## Texto fuente:
--
La maternidad, ese gran pasaje del terror. Desde tiempos lejanos, el enfocar una situación de horror durante el embarazo se ha convertido en una nutrida experiencia que apela a lo psicológico, superando ya de por sí la angustiosa presencia de niños en el género. Jason Yu lo ha querido experimentar en su primer largometraje, buscando un equilibrio entre las nuevas fórmulas y las tradiciones sociales y culturales de Corea del Sur en Sleep, esa película que comienza y termina con reposados ronquidos. Ya se sabe, lo que más se valora es la tranquilidad pero, ¿a qué precio?
Lo del embarazo podría ser algo circunstancial, solo que en Sleep tiene una importancia en principio pasajera, pero que se convierte en algo imperativo. Una joven pareja bien avenida —llena de amor, complicidad y sonrisas— disfruta de los últimos meses de embarazo hasta que el marido, ante una posible crisis de estrés, comienza a funcionar como un sonámbulo por la casa, con alarmantes consecuencias. Yu construye en un hogar cualquiera, luminoso y confortable, la tensión equilibrada para generar el problema. Aprovecha, claro está, la presencia de Jung Yu-mi (que vuelve a experimentar en sus carnes lo del terror y la supervivencia en plena gestación como ya hizo en Tren a Busan) y Lee Sun-Kyun (que repite también en lo de localizar el drama más sofisticado en el hogar tras Parásitos), ambos cómodos en sus papeles y resueltos para acoplar sus personalidades a las necesidades de lo que está ocurriendo en cada momento.
Lo que podría ser un problema físico o psíquico frente a los nervios de una pronta paternidad/maternidad, se transforma en manos de Yu en un abanico de posibilidades, teniendo en cuenta la facilidad con la que se atribuye en el cine oriental cualquier problema a la superstición frente a las innovaciones en medicina. Podría parar ahí, pero va dejando de lado la importancia de la natalidad al comenzar a minar la relación de pareja a través del sueño, forzando la pasividad de quien duerme y la paranoia de quien no puede pegar ojo (por si acaso). Para ello no necesita apartarse de su escenario predilecto, la pequeña casa del matrimonio, aderezando los problemas del interior con la incursión de otros personajes que alimentan la confusión, ya sea una madre, una vecina o un pomerania. De todos modos, siempre queda ahí esa conciencia de padres primerizos: personas que descubren, de repente, la necesidad de cuidar la estabilidad de una recién llegada, que forma parte de su mismo ser.
--
## Extractos de datos:
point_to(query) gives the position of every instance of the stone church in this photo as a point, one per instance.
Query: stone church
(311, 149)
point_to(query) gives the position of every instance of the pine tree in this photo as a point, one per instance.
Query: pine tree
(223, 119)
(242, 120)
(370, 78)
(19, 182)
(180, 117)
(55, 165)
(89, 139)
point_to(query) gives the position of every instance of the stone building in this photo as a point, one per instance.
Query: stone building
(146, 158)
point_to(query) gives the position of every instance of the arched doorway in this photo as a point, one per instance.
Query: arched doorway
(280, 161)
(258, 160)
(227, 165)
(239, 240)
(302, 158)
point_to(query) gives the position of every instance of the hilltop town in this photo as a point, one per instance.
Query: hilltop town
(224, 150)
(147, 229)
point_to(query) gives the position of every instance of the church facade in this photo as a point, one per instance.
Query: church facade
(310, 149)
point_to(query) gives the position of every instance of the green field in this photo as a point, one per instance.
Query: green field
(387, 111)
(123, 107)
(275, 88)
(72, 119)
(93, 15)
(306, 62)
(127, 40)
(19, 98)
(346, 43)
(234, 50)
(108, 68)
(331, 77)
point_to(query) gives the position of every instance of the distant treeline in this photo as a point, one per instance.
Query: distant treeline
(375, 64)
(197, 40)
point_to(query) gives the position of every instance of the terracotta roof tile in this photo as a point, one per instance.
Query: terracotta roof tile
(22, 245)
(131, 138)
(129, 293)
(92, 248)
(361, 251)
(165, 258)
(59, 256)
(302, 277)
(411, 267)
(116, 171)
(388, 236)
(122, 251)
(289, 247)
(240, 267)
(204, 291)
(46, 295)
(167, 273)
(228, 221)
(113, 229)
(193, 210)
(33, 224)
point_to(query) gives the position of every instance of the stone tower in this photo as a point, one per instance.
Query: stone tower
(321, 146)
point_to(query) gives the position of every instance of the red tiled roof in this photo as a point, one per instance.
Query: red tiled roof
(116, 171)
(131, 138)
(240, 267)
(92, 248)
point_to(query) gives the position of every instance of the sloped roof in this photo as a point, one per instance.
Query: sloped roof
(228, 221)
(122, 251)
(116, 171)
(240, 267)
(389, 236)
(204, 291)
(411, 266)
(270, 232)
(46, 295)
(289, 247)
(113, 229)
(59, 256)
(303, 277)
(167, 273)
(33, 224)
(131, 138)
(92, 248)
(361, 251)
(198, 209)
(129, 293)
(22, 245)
--
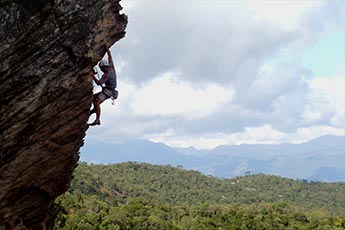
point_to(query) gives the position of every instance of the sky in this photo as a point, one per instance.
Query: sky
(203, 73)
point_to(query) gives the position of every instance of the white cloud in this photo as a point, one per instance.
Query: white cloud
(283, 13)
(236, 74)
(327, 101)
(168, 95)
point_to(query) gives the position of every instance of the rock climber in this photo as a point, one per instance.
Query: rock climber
--
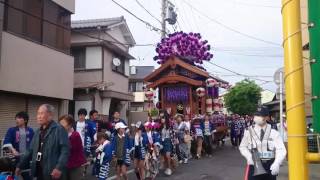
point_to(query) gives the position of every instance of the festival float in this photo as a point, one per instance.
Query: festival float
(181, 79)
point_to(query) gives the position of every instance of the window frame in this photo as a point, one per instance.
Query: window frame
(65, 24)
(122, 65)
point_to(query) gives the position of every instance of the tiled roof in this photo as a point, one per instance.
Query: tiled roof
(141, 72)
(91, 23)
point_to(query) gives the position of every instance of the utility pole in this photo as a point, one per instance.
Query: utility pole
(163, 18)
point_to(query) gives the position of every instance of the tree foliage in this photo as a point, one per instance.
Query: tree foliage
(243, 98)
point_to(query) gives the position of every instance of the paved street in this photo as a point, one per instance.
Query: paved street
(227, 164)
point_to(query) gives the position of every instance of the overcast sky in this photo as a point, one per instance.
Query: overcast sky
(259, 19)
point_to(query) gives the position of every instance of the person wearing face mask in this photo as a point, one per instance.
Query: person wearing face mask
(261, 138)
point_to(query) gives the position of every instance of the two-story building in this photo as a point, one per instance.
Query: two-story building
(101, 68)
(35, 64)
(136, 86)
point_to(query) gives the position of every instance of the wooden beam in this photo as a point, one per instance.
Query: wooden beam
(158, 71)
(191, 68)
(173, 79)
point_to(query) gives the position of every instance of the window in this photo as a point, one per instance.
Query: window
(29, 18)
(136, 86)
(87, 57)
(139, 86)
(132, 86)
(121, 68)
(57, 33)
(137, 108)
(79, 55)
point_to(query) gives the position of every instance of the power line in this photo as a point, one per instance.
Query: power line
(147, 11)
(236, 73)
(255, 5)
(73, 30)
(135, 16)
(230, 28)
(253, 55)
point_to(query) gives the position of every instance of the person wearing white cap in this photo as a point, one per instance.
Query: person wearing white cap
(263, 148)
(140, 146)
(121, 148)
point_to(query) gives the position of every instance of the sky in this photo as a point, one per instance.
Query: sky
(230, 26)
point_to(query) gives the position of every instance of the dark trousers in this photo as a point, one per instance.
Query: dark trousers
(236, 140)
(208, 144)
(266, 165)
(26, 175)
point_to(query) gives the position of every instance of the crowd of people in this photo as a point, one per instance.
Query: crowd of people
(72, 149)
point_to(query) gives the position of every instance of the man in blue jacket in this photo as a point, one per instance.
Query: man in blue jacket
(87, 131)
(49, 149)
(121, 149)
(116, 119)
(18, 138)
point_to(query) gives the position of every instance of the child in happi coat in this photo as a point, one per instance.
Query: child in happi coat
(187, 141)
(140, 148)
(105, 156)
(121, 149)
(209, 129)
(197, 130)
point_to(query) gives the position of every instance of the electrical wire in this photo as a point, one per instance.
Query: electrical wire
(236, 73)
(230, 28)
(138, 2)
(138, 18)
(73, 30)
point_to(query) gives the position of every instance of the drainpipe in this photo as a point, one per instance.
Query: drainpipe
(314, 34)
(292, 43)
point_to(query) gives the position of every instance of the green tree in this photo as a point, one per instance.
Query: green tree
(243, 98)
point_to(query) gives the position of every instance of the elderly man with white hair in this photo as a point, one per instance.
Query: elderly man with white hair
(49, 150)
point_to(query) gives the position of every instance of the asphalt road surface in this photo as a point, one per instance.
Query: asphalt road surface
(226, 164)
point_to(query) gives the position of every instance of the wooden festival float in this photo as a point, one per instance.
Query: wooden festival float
--
## Objetivo del ejercicio:
Por favor, vuelve a escribir el fragmento de la reseña de Sleep que empieza con las palabras "La maternidad, ese" y acaba con "pero, ¿a qué precio?", sustituyendo "largometraje" por "filme".

## Zona de respuesta:
La maternidad, ese gran pasaje del terror. Desde tiempos lejanos, el enfocar una situación de horror durante el embarazo se ha convertido en una nutrida experiencia que apela a lo psicológico, superando ya de por sí la angustiosa presencia de niños en el género. Jason Yu lo ha querido experimentar en su primer filme, buscando un equilibrio entre las nuevas fórmulas y las tradiciones sociales y culturales de Corea del Sur en Sleep, esa película que comienza y termina con reposados ronquidos. Ya se sabe, lo que más se valora es la tranquilidad pero, ¿a qué precio?